**EXERCISE PASSAGE:**
--- START ---
In March 2015, the company was relaunched following its joint-ventured acquisition by pro-wrestling company WWE, and development firm Authentic Brands Group. The venture saw the former MMA-related brand transformed into a more general "lifestyle fitness" one. The apparel, for men and women was released in spring of 2016. Throughout 2015, WWE marketed the brand through various products, including beverages, supplements and gyms. WWE will hold a 50% stake in the brand, and so will advertise it regularly across all its platforms, hoping to give it one billion impressions a month, and attempting to rival sports-clothing giant, Under Armour. All employees and students of the WWE Performance Center will also wear the clothing.
--- END ---
**TASK LIST:**
**A)** From "In March 2015, the" to "wear the clothing.", can you give again, word for word, that stretch of the passage on the brand's relaunch by WWE?
**B)** Answer these questions from the passage on the brand's relaunch by WWE:
(i) When was the men's and women's apparel released?
(ii) What stake in the brand will WWE hold?
(iii) Who at the WWE Performance Center will also wear the clothing?
**C)** Could you go on with the passage on the brand's relaunch by WWE, starting right after its final sentence?

**GIVEN INFORMATION:**
--- START ---
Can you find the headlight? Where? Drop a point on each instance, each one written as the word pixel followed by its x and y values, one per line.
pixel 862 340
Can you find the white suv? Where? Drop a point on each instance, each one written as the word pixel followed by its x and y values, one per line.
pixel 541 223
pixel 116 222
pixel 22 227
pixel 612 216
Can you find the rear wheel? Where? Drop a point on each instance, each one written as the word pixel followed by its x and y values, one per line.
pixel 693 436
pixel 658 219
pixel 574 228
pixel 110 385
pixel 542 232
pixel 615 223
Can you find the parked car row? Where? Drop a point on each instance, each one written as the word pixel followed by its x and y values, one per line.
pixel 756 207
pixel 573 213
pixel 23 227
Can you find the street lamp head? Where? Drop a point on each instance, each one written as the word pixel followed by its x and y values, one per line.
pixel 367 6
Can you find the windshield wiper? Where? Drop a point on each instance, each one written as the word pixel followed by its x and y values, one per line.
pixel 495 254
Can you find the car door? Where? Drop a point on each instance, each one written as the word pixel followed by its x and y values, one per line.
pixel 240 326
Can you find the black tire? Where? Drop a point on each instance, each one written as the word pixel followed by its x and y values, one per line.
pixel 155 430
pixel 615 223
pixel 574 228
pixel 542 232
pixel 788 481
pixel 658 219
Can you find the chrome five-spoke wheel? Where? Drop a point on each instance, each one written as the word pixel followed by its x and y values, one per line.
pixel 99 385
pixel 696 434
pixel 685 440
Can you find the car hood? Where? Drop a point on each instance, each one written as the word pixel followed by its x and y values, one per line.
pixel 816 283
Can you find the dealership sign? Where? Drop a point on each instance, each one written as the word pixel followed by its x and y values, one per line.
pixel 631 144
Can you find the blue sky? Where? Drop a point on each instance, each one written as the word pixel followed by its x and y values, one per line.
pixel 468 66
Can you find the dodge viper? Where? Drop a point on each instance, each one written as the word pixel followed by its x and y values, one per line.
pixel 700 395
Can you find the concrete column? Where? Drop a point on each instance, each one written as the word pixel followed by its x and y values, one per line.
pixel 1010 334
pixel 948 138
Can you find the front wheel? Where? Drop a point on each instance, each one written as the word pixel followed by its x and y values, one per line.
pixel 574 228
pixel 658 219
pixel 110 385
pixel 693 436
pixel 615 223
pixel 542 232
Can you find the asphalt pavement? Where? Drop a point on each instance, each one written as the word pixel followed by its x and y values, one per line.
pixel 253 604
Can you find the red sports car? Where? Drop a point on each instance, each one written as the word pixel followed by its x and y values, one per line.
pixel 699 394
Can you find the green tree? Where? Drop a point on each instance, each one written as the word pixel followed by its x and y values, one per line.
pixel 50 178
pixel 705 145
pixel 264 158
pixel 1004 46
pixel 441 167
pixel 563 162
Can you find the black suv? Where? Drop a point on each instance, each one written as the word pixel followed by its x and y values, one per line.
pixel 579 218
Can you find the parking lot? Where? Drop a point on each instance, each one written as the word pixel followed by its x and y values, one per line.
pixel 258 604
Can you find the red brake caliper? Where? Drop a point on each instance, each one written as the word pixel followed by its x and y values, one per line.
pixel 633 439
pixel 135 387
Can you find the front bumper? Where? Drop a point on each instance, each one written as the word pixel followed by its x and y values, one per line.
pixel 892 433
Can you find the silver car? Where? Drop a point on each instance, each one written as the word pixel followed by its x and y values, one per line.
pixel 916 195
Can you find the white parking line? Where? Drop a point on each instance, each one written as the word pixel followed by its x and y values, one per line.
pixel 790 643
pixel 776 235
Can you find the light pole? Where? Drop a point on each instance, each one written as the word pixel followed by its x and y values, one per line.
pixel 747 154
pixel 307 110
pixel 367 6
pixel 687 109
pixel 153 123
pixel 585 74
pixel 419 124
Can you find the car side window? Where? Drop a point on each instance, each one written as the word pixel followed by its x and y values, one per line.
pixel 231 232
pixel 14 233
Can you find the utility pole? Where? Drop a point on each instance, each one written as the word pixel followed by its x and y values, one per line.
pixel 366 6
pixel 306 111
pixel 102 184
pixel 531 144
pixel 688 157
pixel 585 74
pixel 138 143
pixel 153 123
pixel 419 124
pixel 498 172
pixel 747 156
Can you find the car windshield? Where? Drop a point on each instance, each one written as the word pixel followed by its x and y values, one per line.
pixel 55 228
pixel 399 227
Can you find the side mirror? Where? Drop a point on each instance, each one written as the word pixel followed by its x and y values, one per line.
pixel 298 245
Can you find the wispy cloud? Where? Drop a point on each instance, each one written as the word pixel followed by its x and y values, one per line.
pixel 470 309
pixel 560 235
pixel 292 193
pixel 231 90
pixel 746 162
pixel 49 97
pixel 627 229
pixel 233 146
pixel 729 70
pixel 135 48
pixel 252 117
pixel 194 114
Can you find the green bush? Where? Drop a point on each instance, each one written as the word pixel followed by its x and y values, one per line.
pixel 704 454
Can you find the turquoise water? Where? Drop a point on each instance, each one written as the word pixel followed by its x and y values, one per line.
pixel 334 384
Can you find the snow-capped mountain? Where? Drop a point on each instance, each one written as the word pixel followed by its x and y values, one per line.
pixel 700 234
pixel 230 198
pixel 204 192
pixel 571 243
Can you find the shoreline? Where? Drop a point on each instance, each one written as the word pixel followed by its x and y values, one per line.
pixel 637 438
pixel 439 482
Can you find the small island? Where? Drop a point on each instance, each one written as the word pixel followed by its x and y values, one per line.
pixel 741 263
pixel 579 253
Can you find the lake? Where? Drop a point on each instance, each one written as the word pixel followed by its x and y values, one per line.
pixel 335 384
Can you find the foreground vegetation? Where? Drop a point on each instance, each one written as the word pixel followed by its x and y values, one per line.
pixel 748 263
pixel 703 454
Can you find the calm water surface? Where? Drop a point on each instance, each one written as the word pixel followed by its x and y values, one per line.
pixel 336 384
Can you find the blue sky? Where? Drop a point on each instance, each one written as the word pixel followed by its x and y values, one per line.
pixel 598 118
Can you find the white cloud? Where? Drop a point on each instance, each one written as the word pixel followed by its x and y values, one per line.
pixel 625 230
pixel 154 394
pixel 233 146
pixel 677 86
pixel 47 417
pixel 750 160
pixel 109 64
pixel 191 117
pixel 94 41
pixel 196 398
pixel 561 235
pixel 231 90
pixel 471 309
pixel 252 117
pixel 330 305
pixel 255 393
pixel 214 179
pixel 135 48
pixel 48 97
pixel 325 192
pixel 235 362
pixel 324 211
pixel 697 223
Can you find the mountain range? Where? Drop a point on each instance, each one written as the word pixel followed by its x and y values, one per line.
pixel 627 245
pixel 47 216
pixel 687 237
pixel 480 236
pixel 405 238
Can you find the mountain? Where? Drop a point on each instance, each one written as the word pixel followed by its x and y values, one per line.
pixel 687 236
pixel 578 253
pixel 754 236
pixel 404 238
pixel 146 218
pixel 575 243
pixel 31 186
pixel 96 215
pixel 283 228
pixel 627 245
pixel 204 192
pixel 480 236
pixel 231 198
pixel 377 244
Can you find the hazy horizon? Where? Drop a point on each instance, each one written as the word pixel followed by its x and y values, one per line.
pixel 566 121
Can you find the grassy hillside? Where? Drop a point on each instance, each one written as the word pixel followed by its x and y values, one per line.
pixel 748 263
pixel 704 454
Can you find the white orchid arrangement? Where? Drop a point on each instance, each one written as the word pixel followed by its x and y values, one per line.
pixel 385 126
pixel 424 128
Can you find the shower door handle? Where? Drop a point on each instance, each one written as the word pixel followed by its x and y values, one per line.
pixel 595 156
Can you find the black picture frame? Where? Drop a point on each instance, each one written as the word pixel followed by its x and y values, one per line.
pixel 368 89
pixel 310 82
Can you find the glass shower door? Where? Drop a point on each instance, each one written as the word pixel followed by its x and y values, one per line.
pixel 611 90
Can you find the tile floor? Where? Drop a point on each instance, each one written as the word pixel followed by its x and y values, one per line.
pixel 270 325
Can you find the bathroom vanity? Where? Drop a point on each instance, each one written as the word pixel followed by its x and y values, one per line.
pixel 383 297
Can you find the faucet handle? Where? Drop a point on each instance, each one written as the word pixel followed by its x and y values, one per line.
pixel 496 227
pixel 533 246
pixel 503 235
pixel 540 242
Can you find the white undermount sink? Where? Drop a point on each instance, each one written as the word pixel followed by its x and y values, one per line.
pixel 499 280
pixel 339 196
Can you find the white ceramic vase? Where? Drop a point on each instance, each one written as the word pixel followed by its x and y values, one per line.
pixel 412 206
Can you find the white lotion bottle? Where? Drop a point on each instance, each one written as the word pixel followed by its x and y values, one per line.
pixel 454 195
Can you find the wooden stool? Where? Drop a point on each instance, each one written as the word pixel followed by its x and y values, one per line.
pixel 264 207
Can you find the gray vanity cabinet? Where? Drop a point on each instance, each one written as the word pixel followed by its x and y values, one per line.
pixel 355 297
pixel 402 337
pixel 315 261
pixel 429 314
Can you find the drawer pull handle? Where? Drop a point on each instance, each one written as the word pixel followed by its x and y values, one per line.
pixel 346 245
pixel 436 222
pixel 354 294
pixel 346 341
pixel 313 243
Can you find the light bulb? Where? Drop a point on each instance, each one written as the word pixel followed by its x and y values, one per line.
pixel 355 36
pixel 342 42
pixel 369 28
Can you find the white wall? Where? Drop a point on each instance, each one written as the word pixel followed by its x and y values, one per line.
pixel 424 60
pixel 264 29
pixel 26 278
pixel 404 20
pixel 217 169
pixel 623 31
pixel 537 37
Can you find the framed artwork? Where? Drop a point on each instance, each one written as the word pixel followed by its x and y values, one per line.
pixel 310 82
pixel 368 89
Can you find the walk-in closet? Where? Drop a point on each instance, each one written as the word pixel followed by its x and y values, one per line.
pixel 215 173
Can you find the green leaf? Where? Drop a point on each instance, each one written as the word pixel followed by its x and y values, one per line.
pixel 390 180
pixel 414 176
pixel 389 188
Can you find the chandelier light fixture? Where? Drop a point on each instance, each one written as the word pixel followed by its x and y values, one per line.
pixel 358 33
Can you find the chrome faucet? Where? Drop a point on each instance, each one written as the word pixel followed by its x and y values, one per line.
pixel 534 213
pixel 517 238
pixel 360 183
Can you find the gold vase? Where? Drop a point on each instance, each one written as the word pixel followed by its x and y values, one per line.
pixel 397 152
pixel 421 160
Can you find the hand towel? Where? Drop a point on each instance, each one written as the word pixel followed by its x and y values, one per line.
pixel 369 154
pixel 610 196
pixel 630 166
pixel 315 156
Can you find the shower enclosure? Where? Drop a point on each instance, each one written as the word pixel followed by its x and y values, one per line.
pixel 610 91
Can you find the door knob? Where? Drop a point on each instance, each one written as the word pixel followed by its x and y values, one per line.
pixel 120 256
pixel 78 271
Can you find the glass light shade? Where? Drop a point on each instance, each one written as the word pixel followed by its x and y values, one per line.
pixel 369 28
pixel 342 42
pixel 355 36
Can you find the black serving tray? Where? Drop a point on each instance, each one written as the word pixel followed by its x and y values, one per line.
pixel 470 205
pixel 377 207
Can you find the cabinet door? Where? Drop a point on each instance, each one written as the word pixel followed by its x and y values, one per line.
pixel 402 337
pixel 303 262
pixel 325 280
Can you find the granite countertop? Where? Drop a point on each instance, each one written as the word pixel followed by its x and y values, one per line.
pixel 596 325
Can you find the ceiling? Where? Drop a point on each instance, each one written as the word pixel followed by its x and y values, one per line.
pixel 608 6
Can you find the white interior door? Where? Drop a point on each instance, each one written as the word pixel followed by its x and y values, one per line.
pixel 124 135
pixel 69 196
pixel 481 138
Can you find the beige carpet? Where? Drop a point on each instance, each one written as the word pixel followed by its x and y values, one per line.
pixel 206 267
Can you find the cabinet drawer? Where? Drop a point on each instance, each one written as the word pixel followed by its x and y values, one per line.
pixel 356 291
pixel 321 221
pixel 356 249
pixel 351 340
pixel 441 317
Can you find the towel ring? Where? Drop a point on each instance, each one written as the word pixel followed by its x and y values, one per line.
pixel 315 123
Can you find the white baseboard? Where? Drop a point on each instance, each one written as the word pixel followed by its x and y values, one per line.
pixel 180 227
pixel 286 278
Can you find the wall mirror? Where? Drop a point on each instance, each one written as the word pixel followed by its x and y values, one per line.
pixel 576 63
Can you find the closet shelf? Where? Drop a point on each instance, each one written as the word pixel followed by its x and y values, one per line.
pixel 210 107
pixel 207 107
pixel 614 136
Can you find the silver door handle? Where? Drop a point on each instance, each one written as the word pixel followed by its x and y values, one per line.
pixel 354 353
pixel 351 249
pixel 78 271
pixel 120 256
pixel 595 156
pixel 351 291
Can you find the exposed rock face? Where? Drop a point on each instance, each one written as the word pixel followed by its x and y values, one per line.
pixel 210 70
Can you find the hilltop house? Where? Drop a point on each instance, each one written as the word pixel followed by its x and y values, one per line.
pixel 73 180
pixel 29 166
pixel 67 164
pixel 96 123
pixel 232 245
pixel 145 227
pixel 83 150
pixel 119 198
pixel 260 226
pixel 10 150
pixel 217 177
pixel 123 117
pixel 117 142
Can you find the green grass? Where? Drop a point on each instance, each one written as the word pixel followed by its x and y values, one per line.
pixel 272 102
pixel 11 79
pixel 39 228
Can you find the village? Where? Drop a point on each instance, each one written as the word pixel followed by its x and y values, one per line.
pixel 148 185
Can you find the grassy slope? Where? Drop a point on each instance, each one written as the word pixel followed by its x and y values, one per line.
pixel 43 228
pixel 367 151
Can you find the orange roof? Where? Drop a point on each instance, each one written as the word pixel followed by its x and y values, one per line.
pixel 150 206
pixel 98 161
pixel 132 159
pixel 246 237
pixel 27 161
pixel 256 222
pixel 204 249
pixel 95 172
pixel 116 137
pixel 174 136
--- END ---
**ANSWERS BY TASK:**
**A)**
In March 2015, the company was relaunched following its joint-ventured acquisition by pro-wrestling company WWE, and development firm Authentic Brands Group. The venture saw the former MMA-related brand transformed into a more general "lifestyle fitness" one. The apparel, for men and women was released in spring of 2016. Throughout 2015, WWE marketed the brand through various products, including beverages, supplements and gyms. WWE will hold a 50% stake in the brand, and so will advertise it regularly across all its platforms, hoping to give it one billion impressions a month, and attempting to rival sports-clothing giant, Under Armour. All employees and students of the WWE Performance Center will also wear the clothing.

**B)**
(i) In spring of 2016.
(ii) A 50% stake.
(iii) All employees and students.

**C)**
==History==

===Origins, initial success and sale===
Tapout was founded by Charles Lewis, Jr. and Dan Caldwell in 1997 in San Bernardino. The idea for the company occurred when both men noticed the lack of mixed martial arts merchandise. Later that year, Lewis took on some new partners in, Tim Katz and Bobby Razak who founded Tapout Films and the media portion of the company. The majority of their initial sales were made at underground MMA fights, and their revenue reached about $29,000 in 1999. Lewis and Fields later began to distribute the merchandise in other cities where the then-niche sport was prevalent. However, due to the growth of popularity and acceptance of mixed martial arts in the United States in the following years, the company would continue to grow. Due to this rapid rise, Tapout was able to officially sponsor various high-profile fighters, including Rashad Evans, Dan Hardy, Thiago Alves and Chael Sonnen. This rapid growth led to the company becoming the largest distributor of MMA merchandise in the world, recording revenue of about $200 million in 2009.

On June 3, 2007, Lewis created and produced the reality television series Tapout. The show followed him as he searched the United States for up-and-coming mixed martial arts fighters. It aired for two seasons on cable channel Versus, before being cancelled. It also gave birth to a short-lived radio show, and was the official apparel brand for The Ultimate Fighter during its run on Spike.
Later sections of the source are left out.